### ИСХОДНЫЙ ТЕКСТ
'''

Боже мой, неужели он – Верховенский? Младший в смысле?

– Нет, не Верховенский, и не Ставрогин в полноте их биографии. Он – их идейное наполнение. Национализм этот его, какие-то остатки революционные, заговорщические, петрашевские... Не станем унижаться до разговора о том, что он каких-то гимназисток развращал, и что история Ставрогина с соблазнением девочки означает педофильское раскаяние Достоевского – не будем этого касаться, потому что в конечном счете это, во-первых, не доказано, а во-вторых, не так уж и интересно. Интересно другое, что вся эта идея перевернуть все к едрене матери, все переиначить...

Идея в том, чтобы показать, что это чревато, русская революция то есть?

– Это вторая сознательная задача. А первая вот какая: когда он пишет, что сражаются дьявол и бог, а поле битвы – сердце человеческое, то это сказано и про себя тоже. Что в его сердце сражаются революционер и консерватор, или здравомыслящий человек и безумец, политический безумец.

Ах, боже мой... Я не думала об этом, мне казалось, он все давно решил для себя...

– Нет. Они сражаются в сердце одного и того же человека, Достоевского. Именно поэтому и Верховенский, и Ставрогин так убедительны. Помните, там глава есть такая, «У наших» называется: революционный кружок этого городка? Так вот, в описании этих их сходок чувствуется, как он побеждает в себе свой примитивный монархизм, реакционность свою... Я сейчас по ходу нашего с вами разговора это вдруг почувствовал. Что эта глава неслучайно появилась, от желания в себе что-то затоптать, победить, перевернуть.

Вам не кажется все же, что он разделил себя на Ставрогина и Верховенского?

'''

### СТРОКИ
'''

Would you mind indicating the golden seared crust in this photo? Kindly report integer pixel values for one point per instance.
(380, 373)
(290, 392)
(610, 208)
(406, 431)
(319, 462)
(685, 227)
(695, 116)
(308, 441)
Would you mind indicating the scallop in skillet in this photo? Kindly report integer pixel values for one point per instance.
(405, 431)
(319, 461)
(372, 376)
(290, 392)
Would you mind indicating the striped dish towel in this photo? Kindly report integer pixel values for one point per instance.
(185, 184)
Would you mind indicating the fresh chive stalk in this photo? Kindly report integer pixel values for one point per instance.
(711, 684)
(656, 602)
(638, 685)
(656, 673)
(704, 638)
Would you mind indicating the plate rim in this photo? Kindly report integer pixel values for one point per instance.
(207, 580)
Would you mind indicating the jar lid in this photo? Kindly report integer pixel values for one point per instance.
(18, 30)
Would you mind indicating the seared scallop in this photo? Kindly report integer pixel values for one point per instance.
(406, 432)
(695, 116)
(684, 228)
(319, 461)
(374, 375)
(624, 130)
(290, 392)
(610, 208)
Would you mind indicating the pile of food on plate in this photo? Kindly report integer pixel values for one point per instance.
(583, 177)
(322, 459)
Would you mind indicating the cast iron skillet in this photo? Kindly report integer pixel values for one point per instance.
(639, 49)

'''
'''

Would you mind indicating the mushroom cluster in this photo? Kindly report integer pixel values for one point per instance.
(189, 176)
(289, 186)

'''

### СУТЬ ЗАДАНИЯ
Напишите, что идет дальше в разговоре о Достоевском, начиная сразу после последней реплики. Строки здесь не понадобятся.

### РЕЗУЛЬТАТ
– Не только... Но в общем, наверно, да. Может быть... И не только на Ставрогина и Верховенского, но всегда делил себя – идеологически – всегда, когда у него происходил диалог, столкновения между героями. Может, даже в каком-то другом случае на Ставрогина и, я не знаю, капитана Лебядкина.

Ха-ха.

– Нет, ну в самом деле. А в «Братьях Карамазовых» – на Митю и Ивана, да и на Алешу тоже... И это его раздвоение, «растроение» порой – свидетельство того, что он был титаном. В какой-то момент он начинает понимать, что у него есть один достойный соперник – это он сам, со всеми своими, так сказать, проблемами.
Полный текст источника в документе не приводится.